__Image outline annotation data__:

***

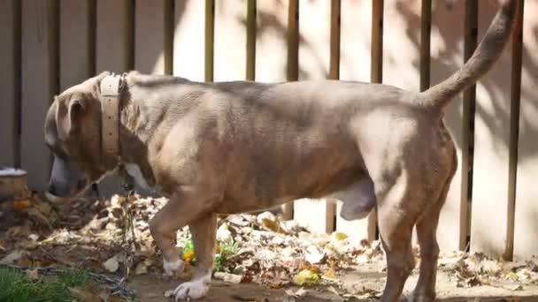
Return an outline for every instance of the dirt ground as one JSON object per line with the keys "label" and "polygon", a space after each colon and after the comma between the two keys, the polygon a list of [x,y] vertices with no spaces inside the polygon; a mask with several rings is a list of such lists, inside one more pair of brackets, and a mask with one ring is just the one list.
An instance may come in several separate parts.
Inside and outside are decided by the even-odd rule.
{"label": "dirt ground", "polygon": [[[165,201],[114,197],[55,203],[33,195],[28,200],[0,203],[0,265],[74,268],[115,280],[122,278],[128,266],[133,275],[127,286],[138,300],[173,301],[165,293],[188,281],[193,266],[186,266],[180,280],[163,275],[162,257],[148,222]],[[127,212],[136,234],[136,249],[129,253],[126,242],[134,241],[128,239],[131,231],[125,230]],[[339,232],[312,233],[269,212],[229,215],[219,223],[216,270],[242,282],[213,278],[202,301],[369,301],[380,296],[385,258],[379,241],[352,240]],[[188,230],[178,232],[178,246],[187,262],[196,260],[194,252],[188,253],[189,240]],[[417,262],[418,252],[415,248]],[[302,283],[296,278],[304,271],[317,278],[314,286],[297,285]],[[439,301],[538,301],[538,258],[504,262],[456,252],[440,257],[437,276]],[[415,268],[404,295],[417,279]],[[109,288],[108,292],[114,291]]]}
{"label": "dirt ground", "polygon": [[[383,263],[366,264],[360,268],[349,269],[340,279],[342,286],[347,291],[356,291],[363,287],[382,291],[385,274],[380,272]],[[538,301],[538,285],[526,286],[518,291],[511,291],[517,285],[507,282],[503,287],[480,285],[470,288],[457,287],[450,272],[441,269],[437,276],[437,300],[447,302],[531,302]],[[413,273],[405,284],[404,295],[412,291],[418,279],[417,271]],[[166,291],[173,290],[183,280],[171,280],[162,275],[138,276],[129,282],[129,287],[138,293],[143,302],[168,302],[173,298],[165,297]],[[373,298],[343,298],[332,292],[329,287],[304,288],[307,291],[304,297],[292,297],[287,291],[296,292],[300,287],[291,286],[282,289],[272,289],[269,286],[257,283],[232,284],[213,279],[208,296],[200,301],[236,302],[236,301],[375,301]],[[404,299],[403,299],[404,300]]]}

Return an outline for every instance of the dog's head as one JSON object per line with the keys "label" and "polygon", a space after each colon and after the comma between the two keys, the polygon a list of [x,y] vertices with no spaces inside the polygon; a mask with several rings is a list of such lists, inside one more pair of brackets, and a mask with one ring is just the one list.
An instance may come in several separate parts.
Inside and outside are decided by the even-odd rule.
{"label": "dog's head", "polygon": [[45,142],[54,155],[48,191],[59,197],[74,196],[97,182],[114,167],[101,152],[103,72],[58,95],[45,119]]}

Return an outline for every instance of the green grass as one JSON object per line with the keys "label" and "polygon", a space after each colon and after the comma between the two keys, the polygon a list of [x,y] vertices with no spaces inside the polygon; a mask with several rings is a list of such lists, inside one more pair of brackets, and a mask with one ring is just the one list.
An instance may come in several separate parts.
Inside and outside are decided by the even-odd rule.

***

__Request__: Put the lines of the data above, from the line containing "Return an outline for every instance of the green" through the end of the data, into a JSON list of strings with one string per line and no blank lines. Include only those lines.

__Solution to the problem__:
[
  "Return an outline for every instance of the green grass as one JSON object per line with the keys \"label\" and \"polygon\", a space after each colon and after the comma between the two keys, the polygon a list of [x,y] vertices with no spaces inside the polygon; a mask with several rings is a list of such lists, inside one more pair of brackets, and a mask with one ring is just the one list.",
  "An instance may come in several separate parts.",
  "Inside and outside are decided by the even-odd rule."
]